### BRIEF 1
In the article about a couple's retirement travel plan, what was Archie and Avril's current household income?
### BRIEF 2
List every place name that appears in the article about a couple's retirement travel plan.
### BRIEF 3
Continue the article about the couple's retirement travel plan from its last sentence.

Travel On Their Mind
An older couple has made a great plan that will help them travel around New Zealand when they retire, with the help of property, as Stevie Waring explains.
31 August 2022
I first met Archie and Avril a year ago. Archie had just turned 60, and Avril was in her early 50s. Like many Kiwis, they wanted to plan for their retirement so that they could spend their later years travelling around New Zealand and occasionally overseas. They’d recently bought a motorhome, and Avril was keen to take their dog with them when they toured the South Island.
To fund that lifestyle, they calculated that they would need $100k passive income per year.
And while this was below their current household income of $170k, their expenses will be lower by the time they reach retirement. That’s because they won’t need to be saving or putting money towards other investments.
So how much money would they need to generate that passive income? That’s where the rule of 4% comes in. This rule says that $100 of assets can make a 4% return to live on.
So, to make $100,000 a year, Archie and Avril will need $2.5 million worth of net assets (assets with no debt on them) to create that income. So, the question became, “how could we create $2.5 million of assets* over the next 14 years?” The time they wanted to retire.
Like most Kiwis, Avril and Archie weren’t starting from scratch. They had six figures within their KiwiSaver and would continue to contribute. On top of this, they’re confident they’ll receive the NZ superannuation in its current form because of their age. When you crunch the numbers, this will provide the equivalent of $900,000 of assets.
The pair had a wealth gap. What they were currently doing would not give them the lifestyle they wanted. So, Archie and Avril need more assets … $1.6 million in the next 14 years.
If they continued what they were doing, they wouldn’t be able to live that $100k a year lifestyle. In fact, they’d primarily be living off the pension.
We initially planned for the pair to invest in two new build properties. One in Christchurch and another in Auckland, which I set about finding. Based on a respective capital growth rate of 5% and 6%, they were initially projected to retire on about $95,000 in passive income. Not entirely their goal, but close.

### SUPPLIED DATA

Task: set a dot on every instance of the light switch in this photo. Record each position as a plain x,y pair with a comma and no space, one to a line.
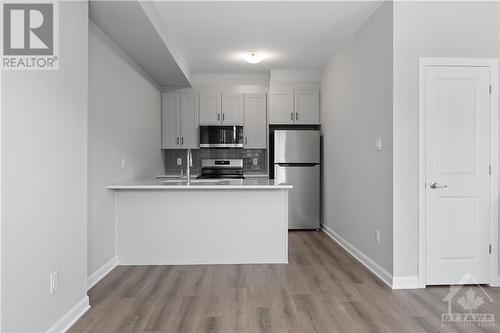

### REPLY 1
$170k

### REPLY 2
New Zealand, South Island, Christchurch, Auckland

### REPLY 3
One of the significant challenges with Avril and Archie is their age. The banks are typically hesitant when lending to older Kiwis. That’s because the bank is lending money for 30 years, but what happens if Archie decides to retire in 5 years when he turns 65?
In these situations, you must give your bank an exit plan. You need to explain how they will get their money back. For Archie and Avril, the exit plan is to sell the investment properties and pay back the bank at some point. Archie also plans to keep working part-time past the retirement age so that the properties remain affordable.
If Archie worked a physical job, the bank might not accept this. But since he works in an office, the bank has agreed that this is reasonable. The good news is that the couple got the lending approved for two properties – which they’ve now purchased.
After a year of working together, I caught up with Archie and Avril to review their plan. Since purchasing those two properties, they have collectively increased in value by $120,000. That’s an extra $120k of equity that can contribute towards their retirement. And based on our updated projections, they’re now on track to overshoot their goal.
There are a couple of important lessons to take from the couple’s story:
- Taking an income hit in retirement is okay since some expenses won’t carry with you. You likely won’t be paying a mortgage or paying for childcare in retirement. While Avril and Archie earn $170,000 today, they are happy to retire on $100,000.
- As you get older, getting money out of the bank becomes harder. That’s why you must have a clear exit plan that you can explain to the bank. In this case, the exit plan was to sell the properties and for Archie to continue working past 65.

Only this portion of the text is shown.